Start of SELECTED EXTRACT

Leaders: Are You Ready For A Purpose-Led Future?
February 23, 2021
Herd Leader Of Business HorsePower Ltd
Topicsemployee engagement, employee experience, Feedback, future, Leadership, Purpose, purpose-led, well-being
One thing I have noticed over the last year since the start of the pandemic is how many people have started to re-evaluate and re-discover their personal purpose. Many people, having time on their hands, as the world has “stopped” have had the space to reflect on their lives and how they are living. Many people have discovered they no longer wish to continue to commute 2 hours to work each day. People have enjoyed flexible work schedules as the rule book has been thrown out the window, making life changes that once seemed impossible now seem a real reality.
The reason for this focus on individual purpose is clear. During times of crisis, individual purpose acts as a guidepost that can help people face up to uncertainties and navigate them better, and thus mitigate the damaging effects of long-term stress. People who have a strong sense of purpose tend to be more resilient and exhibit better recovery from negative events.
Research from McKinsey indicates that people living “their purpose at work” report five times higher levels of wellbeing and are four times likely to be more engaged in their work, which in turn leads to higher levels of productivity and profitability. So the business case for leaders to focus on helping team members connect to their individual purpose is compelling, particularly when it is combined with other research that indicates that purposeful people live longer and healthier lives. Specifically, purpose-led people are:
- 5 times more likely to be free of dementia
- 22 percent less likely to exhibit risk factors for stroke
- 52 percent less likely to have experienced a stroke
Purpose can be an important contributor to employee experience, which in turn is linked to higher levels of employee engagement, stronger organizational commitment, and increased feelings of well-being.

End of SELECTED EXTRACT
Start of PROVIDED INFORMATION

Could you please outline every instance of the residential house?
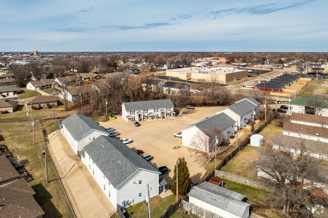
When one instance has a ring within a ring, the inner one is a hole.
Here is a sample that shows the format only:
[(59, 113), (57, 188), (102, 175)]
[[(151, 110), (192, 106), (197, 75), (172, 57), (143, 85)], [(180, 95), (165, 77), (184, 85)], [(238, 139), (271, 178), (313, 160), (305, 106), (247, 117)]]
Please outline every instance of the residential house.
[(74, 84), (82, 83), (82, 80), (77, 76), (69, 76), (59, 77), (54, 79), (60, 86), (69, 86)]
[(38, 95), (29, 98), (25, 100), (25, 107), (28, 109), (31, 108), (36, 110), (42, 108), (49, 109), (57, 106), (57, 99), (53, 96)]
[(322, 98), (303, 96), (292, 99), (289, 105), (292, 114), (299, 113), (310, 114), (313, 114), (314, 111), (313, 105), (320, 105), (320, 107), (316, 108), (314, 115), (328, 117), (328, 101)]
[(328, 128), (285, 122), (283, 134), (328, 143)]
[(81, 151), (82, 162), (115, 207), (159, 194), (160, 173), (118, 139), (100, 135)]
[(11, 101), (7, 99), (0, 100), (0, 113), (12, 113), (18, 107), (17, 101)]
[[(276, 134), (274, 137), (273, 148), (294, 153), (295, 156), (306, 152), (310, 157), (327, 160), (328, 150), (327, 143), (304, 138)], [(303, 145), (306, 147), (303, 148)]]
[(108, 134), (89, 117), (76, 113), (63, 120), (60, 126), (62, 133), (80, 158), (84, 146), (98, 136)]
[(0, 75), (0, 80), (4, 79), (14, 79), (15, 76), (13, 74), (5, 74)]
[(5, 86), (0, 87), (1, 96), (12, 96), (16, 95), (21, 91), (19, 87), (16, 87), (13, 86)]
[(193, 186), (188, 196), (188, 207), (194, 209), (191, 213), (201, 210), (208, 217), (218, 215), (223, 218), (247, 218), (249, 214), (250, 204), (242, 200), (245, 195), (208, 182)]
[(121, 106), (122, 117), (127, 122), (175, 117), (171, 99), (124, 102)]
[(224, 113), (232, 118), (239, 128), (245, 127), (251, 119), (260, 114), (260, 103), (251, 97), (244, 98), (235, 104), (216, 111), (216, 114)]
[[(210, 151), (209, 146), (209, 136), (207, 135), (211, 129), (215, 127), (222, 131), (226, 137), (229, 138), (235, 135), (235, 120), (224, 113), (216, 114), (193, 124), (181, 130), (182, 132), (182, 145), (197, 150), (207, 149)], [(206, 140), (207, 144), (203, 144)], [(201, 148), (195, 148), (194, 143), (200, 144)]]
[(0, 156), (0, 216), (42, 218), (35, 192), (4, 155)]
[(17, 82), (14, 79), (3, 79), (0, 80), (0, 86), (9, 86), (17, 84)]
[(293, 113), (291, 120), (293, 123), (328, 128), (328, 117), (323, 116)]
[(26, 84), (26, 89), (30, 90), (41, 90), (50, 88), (58, 87), (58, 83), (53, 79), (38, 81), (30, 81)]
[(168, 95), (175, 95), (180, 90), (190, 91), (190, 86), (185, 83), (167, 82), (163, 86), (163, 92)]

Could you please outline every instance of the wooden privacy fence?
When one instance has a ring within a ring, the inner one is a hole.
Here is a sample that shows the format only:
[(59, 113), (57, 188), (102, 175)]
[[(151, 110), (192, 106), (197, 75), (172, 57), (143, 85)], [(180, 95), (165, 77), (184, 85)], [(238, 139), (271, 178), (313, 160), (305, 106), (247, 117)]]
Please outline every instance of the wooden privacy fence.
[(255, 187), (255, 188), (259, 188), (260, 189), (264, 189), (269, 190), (271, 188), (267, 183), (262, 181), (256, 180), (255, 179), (249, 179), (248, 178), (243, 177), (242, 176), (238, 176), (238, 175), (233, 174), (232, 173), (227, 173), (226, 172), (220, 171), (218, 170), (215, 170), (215, 175), (218, 177), (223, 179), (229, 179), (229, 180), (233, 181), (239, 183), (244, 184), (245, 185), (250, 185), (251, 186)]

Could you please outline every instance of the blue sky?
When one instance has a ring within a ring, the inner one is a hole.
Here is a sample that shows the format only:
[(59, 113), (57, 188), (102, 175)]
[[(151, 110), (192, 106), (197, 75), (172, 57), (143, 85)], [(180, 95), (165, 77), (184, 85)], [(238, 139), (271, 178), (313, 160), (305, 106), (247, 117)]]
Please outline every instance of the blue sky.
[(2, 0), (0, 51), (328, 51), (327, 0)]

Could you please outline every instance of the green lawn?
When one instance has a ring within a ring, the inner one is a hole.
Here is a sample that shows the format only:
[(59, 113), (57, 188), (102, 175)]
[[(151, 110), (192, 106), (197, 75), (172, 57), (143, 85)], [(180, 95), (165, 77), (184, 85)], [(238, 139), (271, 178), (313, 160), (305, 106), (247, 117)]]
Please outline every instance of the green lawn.
[[(40, 148), (45, 143), (40, 123), (36, 122), (35, 144), (32, 132), (28, 132), (27, 122), (0, 123), (0, 129), (5, 138), (2, 143), (7, 145), (14, 155), (27, 161), (25, 169), (33, 179), (29, 184), (36, 193), (34, 197), (45, 212), (43, 217), (69, 217), (56, 183), (52, 181), (45, 184), (44, 159)], [(49, 181), (52, 179), (49, 172)]]
[(21, 88), (21, 94), (17, 96), (18, 99), (24, 99), (39, 95), (40, 93), (34, 90), (28, 90), (26, 88)]
[[(161, 198), (159, 196), (153, 197), (150, 199), (150, 209), (151, 217), (153, 218), (159, 218), (168, 209), (176, 203), (176, 197), (172, 195), (165, 198)], [(142, 202), (136, 205), (126, 208), (127, 212), (124, 214), (126, 217), (131, 218), (145, 218), (147, 217), (145, 202)], [(177, 216), (180, 217), (183, 216)], [(119, 218), (117, 213), (114, 218)]]

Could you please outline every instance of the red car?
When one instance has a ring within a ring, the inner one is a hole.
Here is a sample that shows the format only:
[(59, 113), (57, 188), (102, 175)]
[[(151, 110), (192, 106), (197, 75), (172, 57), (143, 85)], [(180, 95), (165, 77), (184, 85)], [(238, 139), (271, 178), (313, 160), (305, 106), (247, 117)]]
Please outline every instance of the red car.
[(138, 155), (142, 155), (142, 154), (143, 154), (143, 151), (142, 150), (138, 150), (138, 149), (137, 149), (136, 150), (136, 151), (137, 151), (137, 154), (138, 154)]

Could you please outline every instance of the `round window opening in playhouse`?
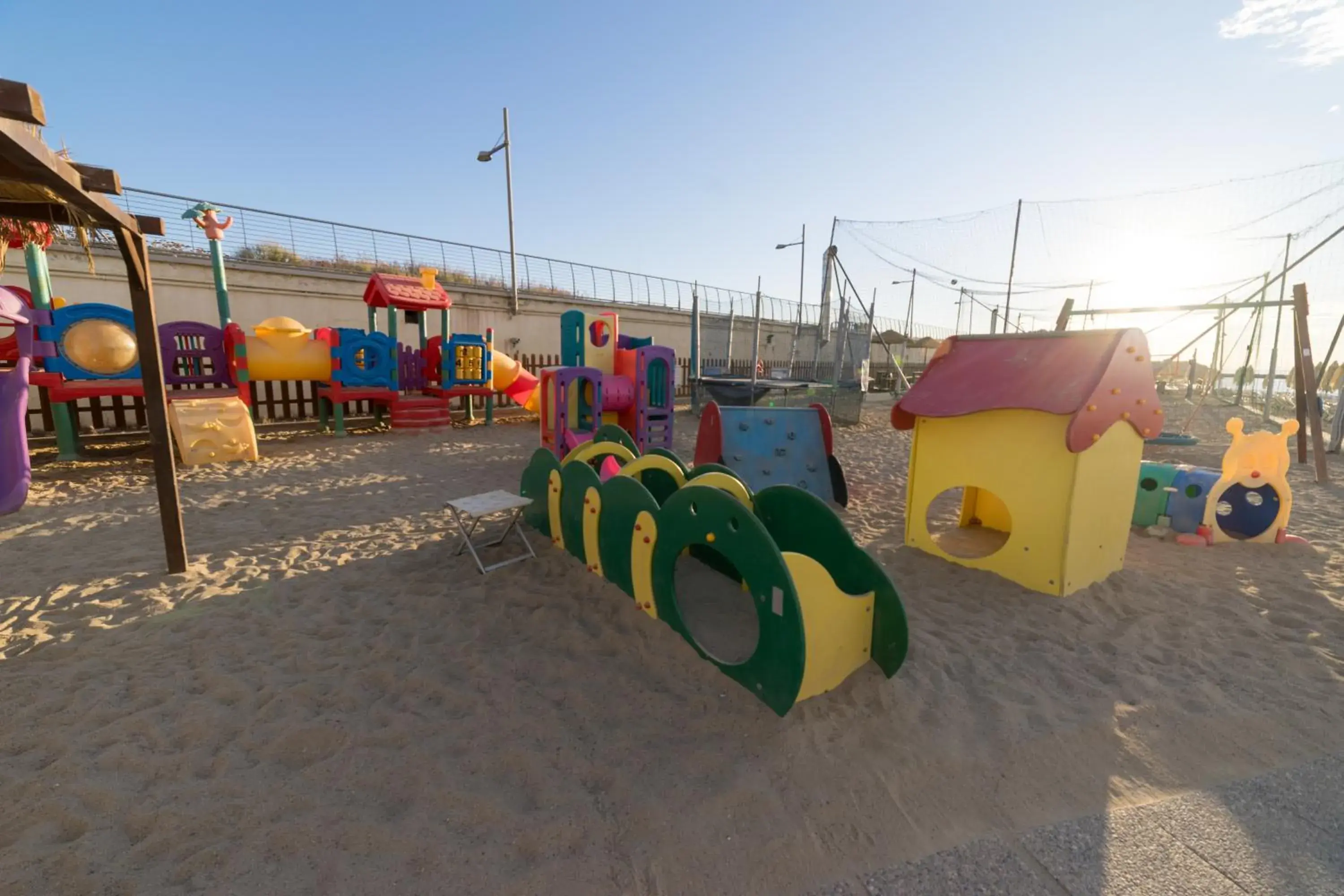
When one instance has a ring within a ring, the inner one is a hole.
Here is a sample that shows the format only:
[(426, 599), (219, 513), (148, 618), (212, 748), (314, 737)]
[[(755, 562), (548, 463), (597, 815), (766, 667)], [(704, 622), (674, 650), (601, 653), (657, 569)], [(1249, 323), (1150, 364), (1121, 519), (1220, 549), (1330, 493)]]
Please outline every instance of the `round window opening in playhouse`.
[(988, 557), (1007, 544), (1012, 535), (1012, 514), (989, 489), (958, 485), (929, 502), (925, 525), (941, 551), (973, 560)]
[(612, 341), (612, 329), (606, 325), (606, 321), (593, 321), (589, 324), (589, 341), (593, 343), (594, 348), (602, 348)]
[(140, 360), (136, 336), (124, 324), (98, 317), (66, 329), (60, 348), (71, 364), (99, 376), (125, 373)]
[(1223, 490), (1214, 521), (1231, 539), (1245, 541), (1267, 531), (1278, 519), (1279, 497), (1271, 485), (1249, 489), (1234, 484)]
[(676, 562), (676, 606), (691, 638), (716, 661), (746, 662), (761, 638), (751, 592), (728, 557), (706, 544)]

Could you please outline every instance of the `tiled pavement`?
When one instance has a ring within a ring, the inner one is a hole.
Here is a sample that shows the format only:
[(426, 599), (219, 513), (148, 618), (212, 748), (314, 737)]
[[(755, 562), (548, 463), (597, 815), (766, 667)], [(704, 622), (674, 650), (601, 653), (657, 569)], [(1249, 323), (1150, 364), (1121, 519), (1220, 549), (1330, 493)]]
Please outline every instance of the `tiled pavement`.
[(989, 837), (808, 896), (1344, 896), (1344, 754)]

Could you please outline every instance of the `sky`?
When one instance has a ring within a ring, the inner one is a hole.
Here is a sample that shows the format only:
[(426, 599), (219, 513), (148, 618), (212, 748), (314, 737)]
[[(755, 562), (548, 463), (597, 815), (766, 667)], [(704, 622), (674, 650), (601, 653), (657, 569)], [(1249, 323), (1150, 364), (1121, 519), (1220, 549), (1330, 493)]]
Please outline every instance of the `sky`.
[[(47, 141), (129, 187), (504, 247), (504, 168), (476, 153), (507, 105), (519, 251), (792, 298), (774, 246), (806, 223), (808, 301), (835, 216), (1344, 154), (1344, 0), (0, 0), (0, 21)], [(1001, 278), (1004, 254), (966, 263)], [(903, 316), (887, 273), (859, 286)], [(917, 318), (952, 316), (938, 293)]]

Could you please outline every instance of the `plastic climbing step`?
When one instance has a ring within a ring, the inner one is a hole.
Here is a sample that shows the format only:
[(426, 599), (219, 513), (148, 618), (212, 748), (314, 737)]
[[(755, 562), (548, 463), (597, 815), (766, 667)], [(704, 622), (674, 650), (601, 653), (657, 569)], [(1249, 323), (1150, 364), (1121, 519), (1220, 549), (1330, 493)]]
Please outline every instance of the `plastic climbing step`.
[(448, 402), (441, 398), (414, 396), (399, 398), (392, 402), (392, 429), (429, 429), (433, 426), (452, 426), (453, 415), (448, 408)]

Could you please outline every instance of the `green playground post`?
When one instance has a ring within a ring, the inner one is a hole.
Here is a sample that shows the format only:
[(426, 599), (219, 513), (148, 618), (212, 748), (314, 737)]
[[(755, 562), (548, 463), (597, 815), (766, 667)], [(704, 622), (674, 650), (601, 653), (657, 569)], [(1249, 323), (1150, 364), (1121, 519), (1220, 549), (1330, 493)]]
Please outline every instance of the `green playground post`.
[(210, 242), (210, 269), (215, 274), (215, 305), (219, 310), (219, 329), (223, 329), (233, 322), (233, 312), (228, 308), (228, 281), (224, 278), (223, 240), (224, 231), (234, 226), (234, 219), (230, 215), (224, 220), (219, 220), (220, 211), (223, 210), (219, 206), (196, 203), (181, 216), (206, 231), (206, 239)]
[[(38, 243), (23, 244), (23, 263), (28, 270), (28, 292), (32, 293), (34, 308), (51, 309), (51, 271), (47, 267), (47, 253)], [(56, 426), (56, 458), (60, 461), (79, 459), (79, 433), (75, 431), (74, 415), (69, 402), (51, 406), (51, 420)]]

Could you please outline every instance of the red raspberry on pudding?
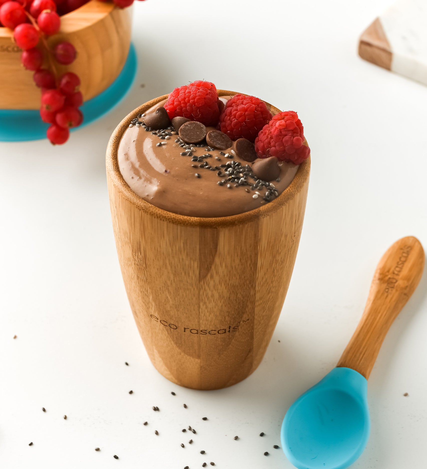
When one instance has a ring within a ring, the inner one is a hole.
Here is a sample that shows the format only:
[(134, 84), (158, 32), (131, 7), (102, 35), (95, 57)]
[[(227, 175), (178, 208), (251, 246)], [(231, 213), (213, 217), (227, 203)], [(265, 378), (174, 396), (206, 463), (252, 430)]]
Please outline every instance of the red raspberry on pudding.
[(310, 154), (304, 140), (304, 128), (298, 114), (286, 111), (276, 114), (264, 126), (255, 140), (255, 151), (259, 158), (275, 156), (299, 165)]
[(236, 94), (227, 101), (219, 116), (218, 128), (232, 140), (246, 138), (254, 142), (271, 118), (264, 101), (255, 96)]
[(216, 126), (219, 117), (217, 88), (213, 83), (198, 80), (175, 88), (164, 104), (169, 118), (186, 117), (206, 126)]

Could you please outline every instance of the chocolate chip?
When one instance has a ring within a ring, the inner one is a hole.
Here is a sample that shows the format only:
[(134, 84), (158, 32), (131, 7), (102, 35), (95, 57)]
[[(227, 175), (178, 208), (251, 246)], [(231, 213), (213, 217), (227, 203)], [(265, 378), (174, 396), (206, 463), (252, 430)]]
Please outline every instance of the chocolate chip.
[(272, 181), (280, 174), (275, 156), (258, 158), (252, 165), (252, 171), (256, 177), (263, 181)]
[(256, 159), (255, 145), (246, 138), (239, 138), (236, 140), (234, 151), (239, 158), (245, 161), (251, 163)]
[(206, 136), (206, 128), (200, 122), (190, 121), (179, 128), (179, 137), (188, 144), (201, 142)]
[(208, 144), (218, 150), (225, 150), (233, 144), (230, 137), (220, 130), (210, 130), (206, 136)]
[(172, 120), (172, 125), (175, 129), (175, 132), (178, 132), (179, 130), (179, 128), (183, 124), (185, 124), (186, 122), (189, 122), (190, 119), (186, 117), (174, 117)]
[(153, 113), (150, 113), (144, 118), (144, 123), (150, 129), (159, 130), (166, 129), (171, 125), (171, 120), (166, 110), (163, 107), (159, 107)]

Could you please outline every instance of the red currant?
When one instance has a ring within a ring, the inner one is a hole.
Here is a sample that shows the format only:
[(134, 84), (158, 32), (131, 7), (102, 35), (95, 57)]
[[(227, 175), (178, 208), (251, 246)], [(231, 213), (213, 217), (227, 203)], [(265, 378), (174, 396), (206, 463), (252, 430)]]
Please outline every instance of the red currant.
[(70, 130), (68, 129), (60, 127), (56, 124), (52, 124), (47, 129), (46, 135), (53, 145), (62, 145), (68, 140)]
[(24, 50), (35, 47), (39, 42), (37, 30), (28, 23), (18, 24), (13, 32), (13, 37), (18, 47)]
[(7, 1), (0, 8), (0, 23), (6, 28), (15, 29), (26, 21), (25, 10), (17, 1)]
[(33, 47), (24, 51), (21, 56), (21, 61), (27, 70), (38, 70), (41, 66), (43, 56), (38, 49)]
[(30, 7), (30, 14), (35, 19), (43, 10), (56, 11), (56, 4), (54, 0), (34, 0)]
[(58, 14), (49, 10), (42, 11), (37, 18), (37, 24), (42, 31), (47, 36), (55, 34), (59, 30), (61, 19)]
[(34, 72), (32, 78), (39, 88), (50, 90), (55, 87), (55, 77), (49, 70), (40, 68)]
[(81, 113), (77, 107), (64, 107), (59, 111), (55, 120), (60, 127), (76, 127), (81, 122)]
[(80, 109), (77, 110), (77, 112), (78, 113), (79, 119), (76, 124), (76, 127), (78, 127), (79, 125), (81, 125), (83, 122), (83, 113), (80, 110)]
[(69, 65), (77, 55), (74, 46), (70, 42), (60, 42), (55, 46), (54, 54), (58, 61), (63, 65)]
[(59, 79), (59, 89), (64, 94), (72, 94), (78, 91), (80, 78), (72, 72), (67, 72)]
[(72, 94), (68, 94), (65, 97), (66, 106), (71, 106), (72, 107), (78, 107), (83, 104), (83, 95), (81, 91), (78, 91)]
[(113, 0), (114, 3), (120, 8), (126, 8), (130, 7), (133, 3), (133, 0)]
[(40, 110), (40, 115), (42, 121), (43, 122), (47, 122), (48, 124), (55, 123), (55, 116), (56, 114), (56, 113), (53, 113), (50, 111), (47, 111), (43, 108)]
[(48, 90), (41, 95), (41, 107), (54, 113), (64, 105), (65, 97), (58, 90)]

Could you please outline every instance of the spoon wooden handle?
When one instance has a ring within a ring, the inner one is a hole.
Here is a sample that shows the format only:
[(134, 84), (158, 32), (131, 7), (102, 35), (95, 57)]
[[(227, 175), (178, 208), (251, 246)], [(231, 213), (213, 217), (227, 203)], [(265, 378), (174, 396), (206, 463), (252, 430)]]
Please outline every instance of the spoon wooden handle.
[(417, 287), (424, 267), (424, 251), (416, 238), (402, 238), (388, 248), (377, 266), (363, 315), (337, 367), (369, 378), (386, 334)]

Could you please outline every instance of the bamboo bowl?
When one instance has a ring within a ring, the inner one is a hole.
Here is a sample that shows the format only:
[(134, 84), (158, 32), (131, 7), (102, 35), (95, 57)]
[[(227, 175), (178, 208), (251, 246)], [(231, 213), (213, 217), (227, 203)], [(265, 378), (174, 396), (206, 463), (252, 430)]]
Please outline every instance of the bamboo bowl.
[[(131, 121), (167, 97), (131, 113), (109, 143), (107, 181), (117, 253), (154, 366), (181, 386), (218, 389), (254, 371), (271, 339), (296, 256), (310, 159), (278, 197), (250, 212), (201, 218), (159, 209), (124, 182), (117, 152)], [(266, 104), (272, 113), (279, 112)]]
[[(71, 42), (77, 58), (70, 65), (57, 64), (60, 75), (74, 72), (81, 80), (85, 101), (99, 94), (114, 81), (126, 61), (131, 42), (132, 8), (115, 8), (112, 3), (91, 0), (61, 16), (61, 30), (49, 38), (54, 47)], [(21, 64), (21, 49), (13, 32), (0, 27), (0, 109), (38, 109), (40, 90), (33, 73)]]

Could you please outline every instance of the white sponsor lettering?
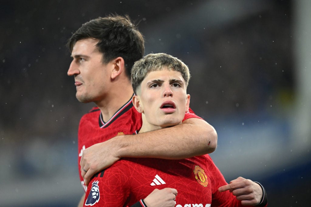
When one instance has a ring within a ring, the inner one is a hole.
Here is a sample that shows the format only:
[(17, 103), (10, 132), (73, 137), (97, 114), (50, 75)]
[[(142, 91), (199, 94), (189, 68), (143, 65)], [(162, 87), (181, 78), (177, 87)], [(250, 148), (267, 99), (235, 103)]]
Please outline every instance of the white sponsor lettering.
[(79, 154), (79, 157), (82, 156), (82, 153), (83, 153), (83, 151), (85, 149), (85, 145), (83, 145), (83, 146), (82, 147), (82, 149), (81, 149), (81, 151), (80, 151), (80, 153)]
[(197, 203), (194, 204), (185, 204), (183, 206), (180, 204), (178, 204), (176, 205), (176, 207), (211, 207), (211, 204), (205, 204), (205, 205), (203, 205), (203, 204), (200, 203), (198, 204)]

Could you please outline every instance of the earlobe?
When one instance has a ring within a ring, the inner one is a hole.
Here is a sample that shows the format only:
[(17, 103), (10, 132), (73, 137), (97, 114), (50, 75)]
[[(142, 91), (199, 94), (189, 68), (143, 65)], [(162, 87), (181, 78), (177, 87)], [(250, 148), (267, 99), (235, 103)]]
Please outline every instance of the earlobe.
[(124, 68), (124, 60), (121, 57), (118, 57), (113, 61), (113, 68), (111, 71), (111, 78), (114, 79), (122, 73)]
[(133, 96), (132, 98), (132, 101), (133, 102), (133, 105), (134, 105), (134, 107), (137, 111), (141, 113), (144, 112), (142, 107), (140, 104), (140, 100), (139, 97), (137, 95)]
[(187, 94), (186, 97), (186, 113), (189, 112), (189, 106), (190, 105), (190, 94)]

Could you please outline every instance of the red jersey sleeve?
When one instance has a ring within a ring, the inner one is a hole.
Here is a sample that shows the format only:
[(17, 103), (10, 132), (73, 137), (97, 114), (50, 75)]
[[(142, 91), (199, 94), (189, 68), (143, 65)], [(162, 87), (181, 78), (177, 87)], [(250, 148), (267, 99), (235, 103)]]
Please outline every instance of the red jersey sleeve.
[(193, 111), (192, 110), (189, 108), (189, 112), (185, 114), (185, 117), (183, 118), (183, 121), (186, 119), (190, 119), (190, 118), (197, 118), (197, 119), (203, 119), (199, 116), (197, 116), (194, 113), (194, 112), (193, 112)]

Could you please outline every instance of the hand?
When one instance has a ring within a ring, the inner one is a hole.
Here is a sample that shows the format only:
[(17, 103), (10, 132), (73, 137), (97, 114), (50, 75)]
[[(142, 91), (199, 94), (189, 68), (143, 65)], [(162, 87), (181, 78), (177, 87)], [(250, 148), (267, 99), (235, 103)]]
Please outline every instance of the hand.
[(174, 207), (177, 196), (177, 190), (174, 188), (155, 189), (144, 201), (148, 207)]
[(109, 167), (120, 159), (117, 155), (117, 145), (114, 144), (113, 139), (95, 144), (83, 151), (80, 161), (80, 170), (87, 186), (95, 173)]
[(260, 186), (250, 180), (239, 177), (218, 189), (220, 192), (229, 190), (243, 205), (256, 205), (260, 202), (263, 192)]

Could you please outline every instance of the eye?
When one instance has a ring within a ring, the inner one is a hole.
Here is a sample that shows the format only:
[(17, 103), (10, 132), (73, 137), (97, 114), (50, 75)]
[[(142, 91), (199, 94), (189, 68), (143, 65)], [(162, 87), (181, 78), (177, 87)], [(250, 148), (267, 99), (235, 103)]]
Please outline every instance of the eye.
[(159, 85), (158, 83), (153, 83), (150, 86), (150, 88), (156, 88), (159, 87)]
[(173, 83), (173, 84), (172, 84), (172, 85), (174, 87), (181, 87), (181, 85), (180, 85), (180, 84), (178, 83)]

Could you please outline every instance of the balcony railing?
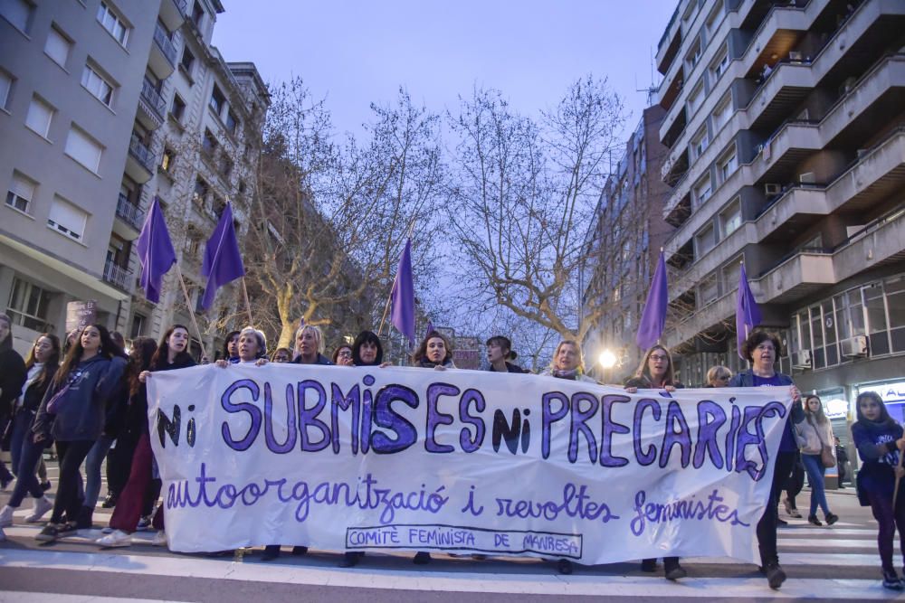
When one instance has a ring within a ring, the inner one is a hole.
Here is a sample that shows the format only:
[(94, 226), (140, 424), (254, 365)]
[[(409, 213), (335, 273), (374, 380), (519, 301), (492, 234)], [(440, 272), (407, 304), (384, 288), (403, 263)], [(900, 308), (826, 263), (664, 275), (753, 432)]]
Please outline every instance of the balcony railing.
[(167, 35), (167, 32), (160, 26), (160, 24), (157, 24), (154, 28), (154, 42), (157, 42), (161, 52), (163, 52), (164, 56), (169, 61), (170, 65), (176, 67), (176, 46), (173, 45), (169, 36)]
[(164, 117), (167, 115), (167, 103), (160, 97), (160, 93), (154, 89), (154, 84), (152, 84), (147, 78), (141, 83), (141, 98), (148, 104), (148, 106), (154, 109), (154, 112), (157, 114), (157, 117), (163, 120)]
[(131, 273), (127, 269), (118, 266), (110, 259), (104, 264), (104, 280), (110, 285), (123, 291), (129, 291), (130, 279)]
[(154, 155), (138, 137), (132, 135), (129, 141), (129, 152), (135, 157), (141, 166), (148, 170), (148, 174), (154, 174)]
[(145, 212), (122, 193), (116, 203), (116, 215), (137, 231), (141, 230), (141, 223), (145, 220)]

End of PROVIDED INFORMATION

WORK REQUEST: Can you give the part of the article on purpose-led leadership that opens with the words containing "Leaders: Are You" and closes with "a real reality." again, substituting "lockdown" for "pandemic"? This material was drawn from a separate source.

EXERCISE ANSWER:
Leaders: Are You Ready For A Purpose-Led Future?
February 23, 2021
Herd Leader Of Business HorsePower Ltd
Topicsemployee engagement, employee experience, Feedback, future, Leadership, Purpose, purpose-led, well-being
One thing I have noticed over the last year since the start of the lockdown is how many people have started to re-evaluate and re-discover their personal purpose. Many people, having time on their hands, as the world has “stopped” have had the space to reflect on their lives and how they are living. Many people have discovered they no longer wish to continue to commute 2 hours to work each day. People have enjoyed flexible work schedules as the rule book has been thrown out the window, making life changes that once seemed impossible now seem a real reality.